• YOUR INSTRUCTIONS: Rename "layered rock face" to "stratified rock face" in the lines of the material between the line holding "Task: Where can the woman be" and the line holding "[[209, 1158], [356, 332]]", inclusive. Give only those lines, with nothing else changed.

• LISTED RECORDS:
-*-*-
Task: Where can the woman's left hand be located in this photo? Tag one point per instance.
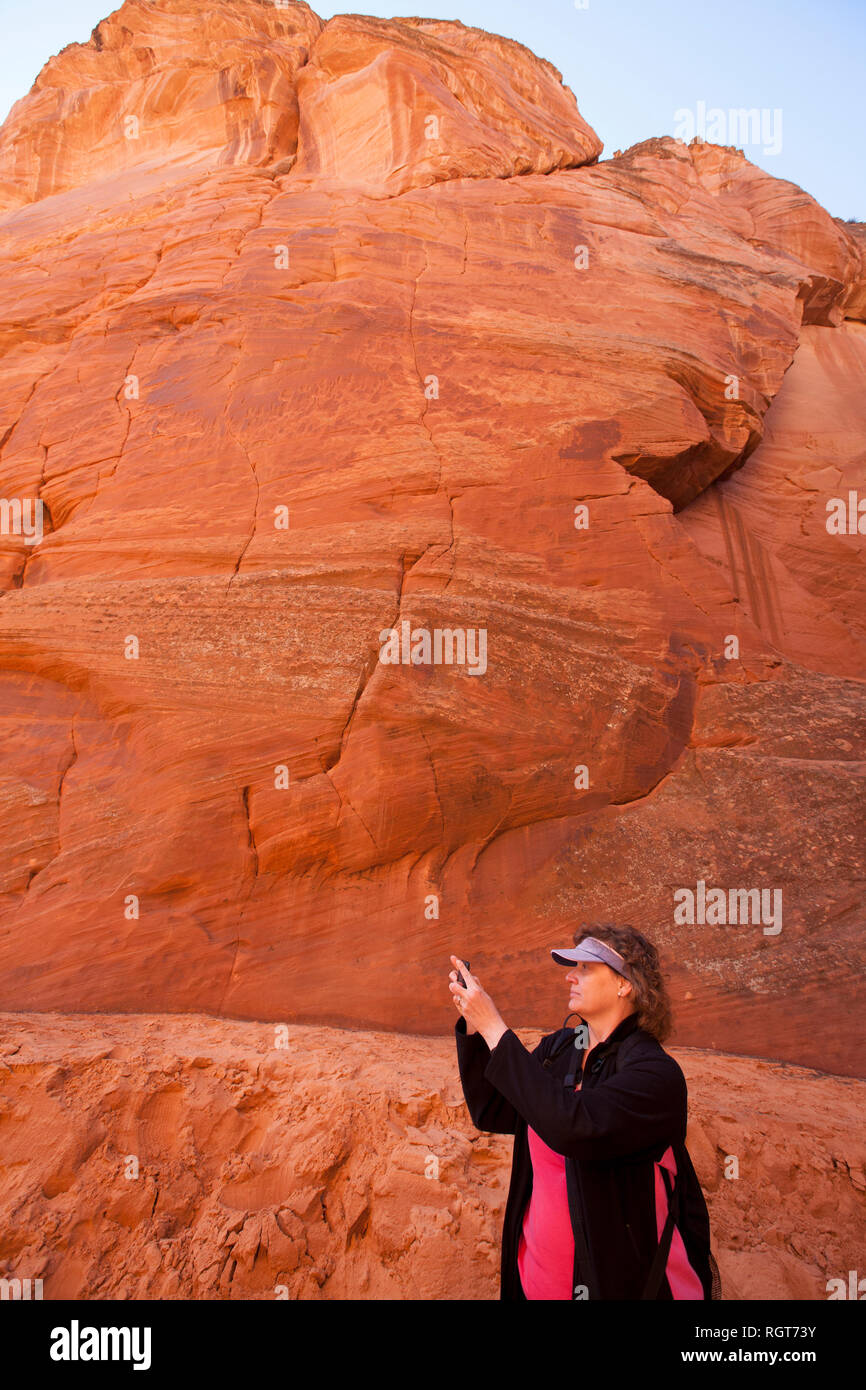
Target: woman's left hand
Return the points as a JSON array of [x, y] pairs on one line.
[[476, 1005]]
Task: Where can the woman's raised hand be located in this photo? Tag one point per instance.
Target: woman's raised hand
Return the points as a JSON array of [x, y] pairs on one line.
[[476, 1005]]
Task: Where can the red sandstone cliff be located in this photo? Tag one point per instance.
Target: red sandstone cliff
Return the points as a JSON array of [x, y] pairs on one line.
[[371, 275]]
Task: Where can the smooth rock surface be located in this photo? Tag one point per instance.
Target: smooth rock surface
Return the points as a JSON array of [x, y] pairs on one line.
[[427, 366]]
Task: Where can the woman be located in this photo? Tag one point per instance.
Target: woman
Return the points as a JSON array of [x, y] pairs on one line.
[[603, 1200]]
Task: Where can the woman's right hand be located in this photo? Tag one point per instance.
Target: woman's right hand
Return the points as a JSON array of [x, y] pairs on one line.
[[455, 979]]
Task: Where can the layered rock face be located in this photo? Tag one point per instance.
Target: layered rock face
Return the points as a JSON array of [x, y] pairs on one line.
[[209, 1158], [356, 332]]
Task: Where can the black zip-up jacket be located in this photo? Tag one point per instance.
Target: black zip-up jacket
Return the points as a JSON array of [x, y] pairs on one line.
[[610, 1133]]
-*-*-
• TASK OUTPUT:
Task: Where can the woman be located in this photo? Tag one point per instance.
Target: woman
Return the points as a JSON array of [x, y] pairs on one line.
[[603, 1200]]
Task: Where can the woman's right hand be located in this photo? Tag one point per instance.
Target: woman's right hand
Return the points as a JSON array of [x, y] pairs on one line.
[[455, 979]]
Task: Where can the stratified rock face be located in this photo? Tag one point per instance.
Target: stratified rock face
Return the points as a JSON array of [x, y] pairs on one line.
[[209, 1158], [356, 332]]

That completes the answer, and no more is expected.